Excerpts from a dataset
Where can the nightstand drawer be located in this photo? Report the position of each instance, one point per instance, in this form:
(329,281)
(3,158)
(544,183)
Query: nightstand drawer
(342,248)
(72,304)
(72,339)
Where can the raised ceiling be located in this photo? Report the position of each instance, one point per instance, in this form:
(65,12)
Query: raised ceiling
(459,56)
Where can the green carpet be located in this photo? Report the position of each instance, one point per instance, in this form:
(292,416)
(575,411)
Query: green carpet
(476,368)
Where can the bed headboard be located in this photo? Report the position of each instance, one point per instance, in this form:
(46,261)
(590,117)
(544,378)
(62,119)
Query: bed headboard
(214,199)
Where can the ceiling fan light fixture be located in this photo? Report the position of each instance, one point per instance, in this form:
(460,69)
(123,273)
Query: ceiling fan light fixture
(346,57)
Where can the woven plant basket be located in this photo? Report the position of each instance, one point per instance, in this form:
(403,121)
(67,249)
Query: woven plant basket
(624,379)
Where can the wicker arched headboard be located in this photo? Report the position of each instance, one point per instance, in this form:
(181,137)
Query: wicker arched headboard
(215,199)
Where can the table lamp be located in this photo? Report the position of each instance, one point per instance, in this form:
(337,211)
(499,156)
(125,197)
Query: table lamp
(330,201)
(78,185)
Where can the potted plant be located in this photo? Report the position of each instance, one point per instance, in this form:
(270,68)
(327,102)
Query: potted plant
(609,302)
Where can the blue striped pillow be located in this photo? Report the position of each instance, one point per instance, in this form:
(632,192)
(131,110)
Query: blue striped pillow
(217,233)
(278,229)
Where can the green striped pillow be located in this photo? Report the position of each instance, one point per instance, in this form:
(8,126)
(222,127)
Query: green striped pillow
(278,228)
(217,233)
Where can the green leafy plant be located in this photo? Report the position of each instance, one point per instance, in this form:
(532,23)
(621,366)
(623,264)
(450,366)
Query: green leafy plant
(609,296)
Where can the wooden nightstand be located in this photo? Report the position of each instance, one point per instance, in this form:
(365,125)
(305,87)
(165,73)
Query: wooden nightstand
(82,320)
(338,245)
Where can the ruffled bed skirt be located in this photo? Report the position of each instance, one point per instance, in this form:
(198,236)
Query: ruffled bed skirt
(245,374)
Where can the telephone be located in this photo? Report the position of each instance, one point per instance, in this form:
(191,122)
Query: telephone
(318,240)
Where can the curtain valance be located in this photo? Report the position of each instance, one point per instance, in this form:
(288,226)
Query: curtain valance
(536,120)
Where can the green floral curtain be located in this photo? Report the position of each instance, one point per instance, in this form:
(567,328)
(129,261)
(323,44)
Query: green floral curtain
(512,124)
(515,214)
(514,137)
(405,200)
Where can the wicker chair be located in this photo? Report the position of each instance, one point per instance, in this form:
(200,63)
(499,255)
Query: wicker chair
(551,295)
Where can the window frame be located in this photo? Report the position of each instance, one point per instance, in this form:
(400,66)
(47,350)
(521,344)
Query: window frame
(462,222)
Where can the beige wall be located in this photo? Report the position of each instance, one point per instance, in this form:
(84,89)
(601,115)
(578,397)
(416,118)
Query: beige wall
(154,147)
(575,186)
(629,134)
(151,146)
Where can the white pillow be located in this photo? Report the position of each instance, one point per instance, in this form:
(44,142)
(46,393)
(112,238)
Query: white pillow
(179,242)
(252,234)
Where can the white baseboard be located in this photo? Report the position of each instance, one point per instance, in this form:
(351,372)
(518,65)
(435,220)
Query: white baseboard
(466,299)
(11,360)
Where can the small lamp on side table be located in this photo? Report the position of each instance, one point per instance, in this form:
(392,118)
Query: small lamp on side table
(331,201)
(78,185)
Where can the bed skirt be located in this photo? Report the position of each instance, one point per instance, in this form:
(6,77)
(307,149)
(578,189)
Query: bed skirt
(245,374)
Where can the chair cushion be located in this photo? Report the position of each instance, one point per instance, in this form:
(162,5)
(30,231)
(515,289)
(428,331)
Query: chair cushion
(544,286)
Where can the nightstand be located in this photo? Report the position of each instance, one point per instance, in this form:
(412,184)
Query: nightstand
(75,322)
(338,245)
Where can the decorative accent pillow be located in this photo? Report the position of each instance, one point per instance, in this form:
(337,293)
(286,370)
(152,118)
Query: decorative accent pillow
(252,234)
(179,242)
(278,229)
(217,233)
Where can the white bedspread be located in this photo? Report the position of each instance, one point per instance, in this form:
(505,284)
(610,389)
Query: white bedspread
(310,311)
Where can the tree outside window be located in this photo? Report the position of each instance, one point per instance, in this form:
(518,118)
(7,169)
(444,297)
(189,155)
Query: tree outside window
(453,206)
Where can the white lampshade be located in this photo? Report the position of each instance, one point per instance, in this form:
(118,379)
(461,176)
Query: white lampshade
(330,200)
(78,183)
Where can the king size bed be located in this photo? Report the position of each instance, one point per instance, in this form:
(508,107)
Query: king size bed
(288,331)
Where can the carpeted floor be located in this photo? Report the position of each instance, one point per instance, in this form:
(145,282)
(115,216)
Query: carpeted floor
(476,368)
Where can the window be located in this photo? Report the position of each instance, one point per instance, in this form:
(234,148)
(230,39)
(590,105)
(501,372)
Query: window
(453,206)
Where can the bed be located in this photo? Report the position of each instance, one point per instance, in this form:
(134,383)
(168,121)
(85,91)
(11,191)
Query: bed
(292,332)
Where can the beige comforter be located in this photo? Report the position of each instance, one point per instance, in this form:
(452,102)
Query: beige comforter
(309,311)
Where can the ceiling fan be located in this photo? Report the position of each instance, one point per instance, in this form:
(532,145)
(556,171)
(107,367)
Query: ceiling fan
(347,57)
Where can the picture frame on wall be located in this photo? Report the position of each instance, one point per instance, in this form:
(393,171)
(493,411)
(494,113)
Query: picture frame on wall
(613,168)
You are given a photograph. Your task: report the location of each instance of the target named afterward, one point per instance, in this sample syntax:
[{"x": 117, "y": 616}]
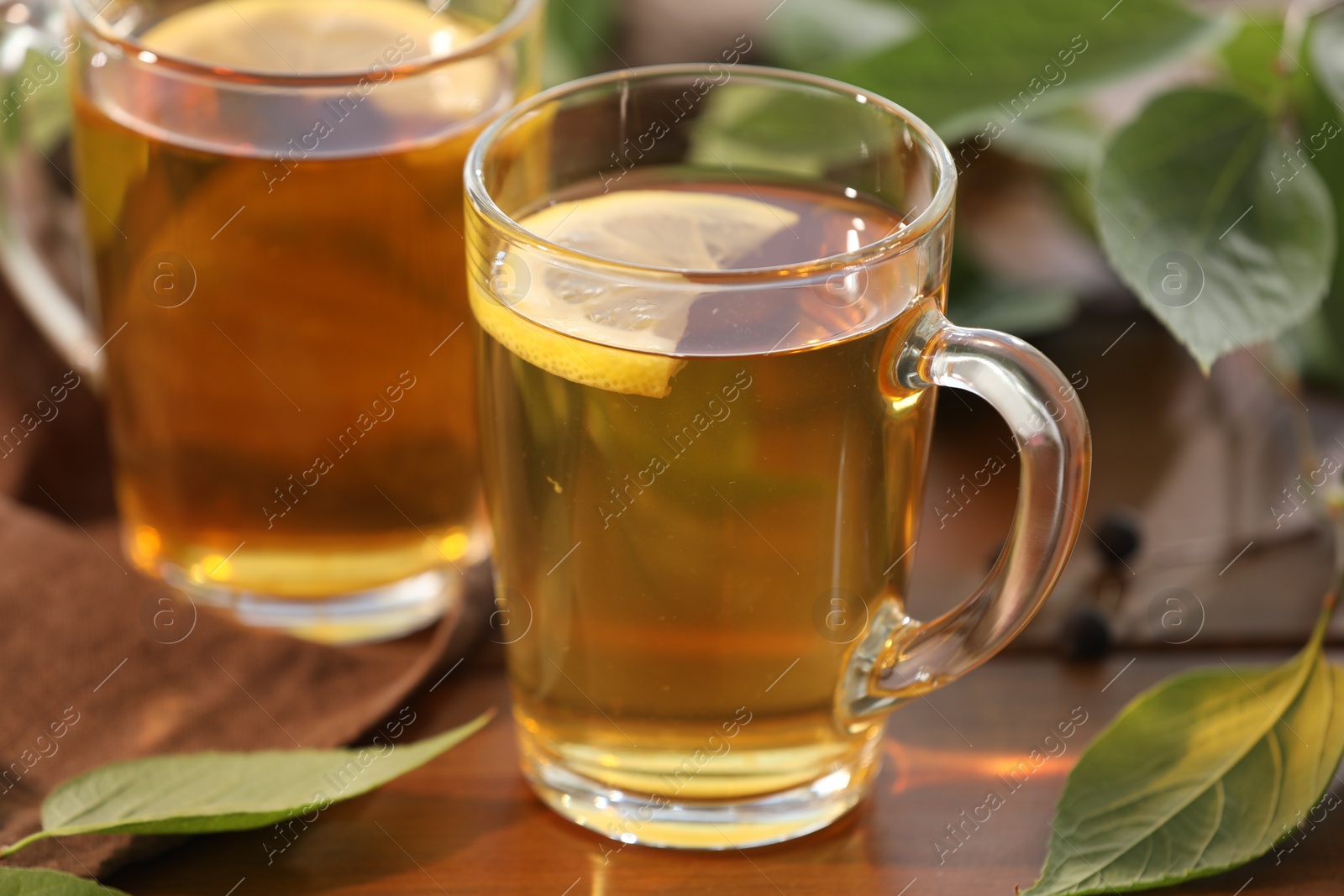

# WHAT THE TASK REQUIRES:
The records above are to be restated word for word, excluding all pictures.

# EXERCISE OUTPUT:
Where can the nightstand drawer be located in this photo? Report the position of each instance, one point per instance, in this form:
(329,281)
(3,158)
(544,183)
Query: nightstand drawer
(342,248)
(72,304)
(72,339)
Where can the raised ceiling be located in this photo? Report the position of each instance, one point per instance, in this form:
(65,12)
Query: raised ceiling
(459,56)
Where can the green carpet be located in this photo? Report the position of each instance, one point per instance, in this form:
(292,416)
(575,411)
Query: green carpet
(476,368)
Where can the bed headboard be located in this photo? Report the position of each instance, one point per instance, in this form:
(46,261)
(590,117)
(544,378)
(62,119)
Query: bed headboard
(214,199)
Where can the ceiling fan light fixture be located in this photo? Report the position of each instance, one point per instance, in this form:
(460,69)
(123,273)
Query: ceiling fan light fixture
(346,57)
Where can the woven plant basket be located in this photo? Report the position of each instance, one point per instance, in this form:
(403,121)
(67,249)
Query: woven plant basket
(624,379)
Where can the wicker arched headboard be located in this photo? Report the position of each instance, one point per instance, in this form:
(181,137)
Query: wicker arched headboard
(215,199)
Where can the table lamp be located in this photo? Report the position of each instance, one point per instance, in this form:
(337,211)
(499,156)
(125,197)
Query: table lamp
(330,201)
(78,185)
Where can the potted plant be located in this photo? Report the position of each instance, one point per instance, in this form:
(270,68)
(327,102)
Query: potted plant
(609,302)
Where can the blue striped pillow be located in this photo? Report the position of each instance, one point per instance, in this form:
(632,192)
(131,110)
Query: blue striped pillow
(217,233)
(278,229)
Where can the green striped pillow be located in this photo? Report the position of each instance, one point per instance, in this form:
(8,126)
(222,127)
Query: green striped pillow
(278,228)
(217,233)
Where can the green leafy plant be located in this photo? Report the position of each instance, one point per instance, in this form:
(532,23)
(621,366)
(623,264)
(450,366)
Query: green leafy plant
(609,296)
Where can the wooden nightstand be located in this photo? Report the position of each instance, one point per instance, in this form:
(365,125)
(305,87)
(165,73)
Query: wooden nightstand
(82,320)
(338,245)
Where can the ruffled bed skirt be located in this photo? Report the position of each instance, one point per instance, in this form:
(198,236)
Query: ruffled bed skirt
(245,374)
Where can the telephone be located in this photo? Report the position of each instance, one point per instance, in this form:
(191,122)
Query: telephone
(318,240)
Where can the curtain valance be located in this photo? Report the position of each instance, one point per instance, in this form:
(288,226)
Query: curtain valance
(536,120)
Where can the green floral curtain be located in this photo? Report the position of each instance, one point per instance, in this form:
(567,328)
(129,261)
(323,44)
Query: green floral curtain
(512,124)
(515,214)
(514,137)
(405,200)
Where can the wicker chair be located in this photo? Report the position of each instance, one point per instance, in this form:
(200,63)
(499,255)
Query: wicker chair
(551,295)
Where can the window frame be located in this photo? Report the position of each instance, one point per instance, in this form:
(400,66)
(47,350)
(521,344)
Query: window frame
(462,222)
Where can the beige wall be located in this photo? Report the position of each instance, one point per instance, in this form:
(84,89)
(601,115)
(578,397)
(416,118)
Query: beige wall
(154,147)
(575,186)
(629,134)
(151,146)
Where can the white pillow be located in this photo? Report the position of each instance, one point per instance, in this form:
(44,142)
(46,393)
(112,238)
Query: white pillow
(179,242)
(252,234)
Where can the white baseboard be located in this photo? Report the position of each instance, one point per instance, in this form:
(351,372)
(518,65)
(435,220)
Query: white baseboard
(466,299)
(11,360)
Where can the small lamp on side table be located in this photo? Report the position of each instance, one point per instance, in this form:
(392,118)
Query: small lamp on side table
(331,201)
(78,185)
Where can the bed skirt be located in this photo? Report the position of each instance, one point per instance, in this form:
(6,77)
(307,149)
(578,189)
Query: bed skirt
(245,374)
Where can the chair cushion be located in this photo? Report the position of each instance, one point per instance, in this form:
(162,5)
(30,231)
(515,289)
(428,331)
Query: chair cushion
(544,286)
Where can the nightstand be located in this photo? Report the position of each instance, one point per instance, in this form:
(412,184)
Query: nightstand
(75,322)
(338,245)
Where can the decorative accent pillow be located in this photo? Report the position of each instance, one point per instance, in this form:
(337,293)
(286,370)
(152,118)
Query: decorative accent pillow
(252,234)
(179,242)
(278,229)
(217,233)
Where can the white bedspread be located in this photo? Report the position of each instance, one point per instance, in this form:
(505,284)
(610,389)
Query: white bedspread
(310,311)
Where can the tree outside window be located in this photo? Report the position of each instance, one point per instance, in this form:
(518,118)
(7,169)
(444,297)
(189,155)
Query: tree outside window
(453,206)
Where can the white lampshade be located in this photo? Report the position of each instance, one point per instance, in this form:
(118,379)
(461,176)
Query: white lampshade
(330,200)
(78,183)
Where can the king size bed be located in this photo? Report the position of each instance, one point per instance, in this form:
(508,107)
Query: king size bed
(288,331)
Where can the carpeted floor be located in this photo? Report the position of each instance, one point per instance, in this form:
(145,282)
(115,216)
Query: carpeted floor
(476,368)
Where can the window be located in this photo? Report the position of each instance, one point per instance, in this form:
(234,148)
(230,39)
(590,105)
(501,372)
Query: window
(453,206)
Where can the bed be located in this photo? Report the position of each instance, one point per instance, in this form:
(134,383)
(168,121)
(85,91)
(11,191)
Query: bed
(292,332)
Where can the beige comforter be located in this photo? Report the position of each instance, one point per instance, in this form:
(452,102)
Query: beige comforter
(309,311)
Where can the ceiling fan be located in this photo? Report the position of each instance, one point per instance, in this form:
(532,145)
(556,171)
(107,367)
Query: ceiling fan
(347,57)
Where can the picture frame on wall be located in this photo? Report the position of each instance, one point per instance, in this form:
(393,171)
(493,411)
(494,113)
Query: picture frame on wall
(613,168)
You are given a photograph. Your task: report the location of each instance of the target named afterward, one point per instance, in this sample syntax:
[{"x": 117, "y": 616}]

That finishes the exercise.